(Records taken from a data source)
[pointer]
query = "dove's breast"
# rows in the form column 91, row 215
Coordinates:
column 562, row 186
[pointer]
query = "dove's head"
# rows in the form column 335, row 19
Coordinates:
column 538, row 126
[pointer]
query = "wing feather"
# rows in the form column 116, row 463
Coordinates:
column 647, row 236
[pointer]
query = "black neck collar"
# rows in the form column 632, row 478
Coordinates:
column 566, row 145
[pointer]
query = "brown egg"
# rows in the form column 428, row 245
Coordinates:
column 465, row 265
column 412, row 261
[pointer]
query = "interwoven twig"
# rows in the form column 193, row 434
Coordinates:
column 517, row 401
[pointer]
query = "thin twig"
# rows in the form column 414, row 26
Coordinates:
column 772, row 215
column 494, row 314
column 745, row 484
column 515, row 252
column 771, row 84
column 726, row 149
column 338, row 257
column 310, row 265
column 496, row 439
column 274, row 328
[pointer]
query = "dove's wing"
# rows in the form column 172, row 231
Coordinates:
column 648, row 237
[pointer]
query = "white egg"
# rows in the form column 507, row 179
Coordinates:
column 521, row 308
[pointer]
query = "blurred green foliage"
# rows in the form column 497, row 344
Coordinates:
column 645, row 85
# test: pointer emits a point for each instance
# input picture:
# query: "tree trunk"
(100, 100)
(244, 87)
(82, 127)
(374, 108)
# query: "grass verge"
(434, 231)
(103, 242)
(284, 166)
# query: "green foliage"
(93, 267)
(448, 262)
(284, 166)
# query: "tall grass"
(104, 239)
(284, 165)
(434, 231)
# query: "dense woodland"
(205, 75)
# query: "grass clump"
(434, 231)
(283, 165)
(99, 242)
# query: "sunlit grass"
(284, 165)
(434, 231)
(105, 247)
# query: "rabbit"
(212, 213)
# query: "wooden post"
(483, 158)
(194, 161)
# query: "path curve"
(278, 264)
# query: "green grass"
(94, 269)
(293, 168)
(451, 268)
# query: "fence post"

:: YOUR TASK ::
Please output every line of the data above unchanged and in the same order.

:: EXERCISE SOLUTION ::
[pointer]
query = "dove's breast"
# rows in the form column 91, row 215
Coordinates:
column 562, row 186
[pointer]
query = "dove's head"
# rows in the form column 335, row 19
Coordinates:
column 538, row 126
[pointer]
query = "wing feather"
# rows in the form column 116, row 463
Coordinates:
column 647, row 236
[pointer]
query = "black neck collar"
# rows in the form column 632, row 478
Coordinates:
column 566, row 145
[pointer]
query = "brown egg"
# rows in the form column 428, row 245
Coordinates:
column 465, row 265
column 412, row 261
[pointer]
query = "interwoven twig"
# rows in the form column 193, row 434
Coordinates:
column 517, row 401
[pointer]
query = "thin twig"
# rows in the form column 414, row 26
Coordinates:
column 772, row 215
column 494, row 314
column 745, row 484
column 515, row 252
column 771, row 84
column 726, row 149
column 338, row 257
column 310, row 265
column 496, row 439
column 274, row 328
[pointer]
query = "dove's wing"
# rows in the form column 172, row 231
Coordinates:
column 648, row 237
[pointer]
query = "white egg"
# rows in the form column 507, row 179
Coordinates:
column 521, row 308
[pointer]
query = "blurred green foliage"
# rows in the form column 497, row 344
Coordinates:
column 645, row 85
# test: pointer emits a point for each instance
# input picture:
# query: "tree trunk"
(100, 100)
(244, 87)
(82, 127)
(374, 108)
# query: "grass verge"
(434, 231)
(103, 242)
(284, 166)
# query: "green foliage"
(93, 267)
(448, 262)
(284, 166)
# query: "tall grass"
(104, 239)
(284, 165)
(434, 231)
# query: "dense woodland"
(205, 75)
# query: "grass clump"
(434, 231)
(283, 165)
(99, 242)
# query: "sunlit grass"
(284, 165)
(434, 231)
(105, 247)
# query: "rabbit"
(212, 213)
# query: "wooden post"
(483, 158)
(194, 161)
# query: "path curve"
(278, 264)
# query: "green grass"
(94, 269)
(293, 168)
(451, 268)
# query: "fence post"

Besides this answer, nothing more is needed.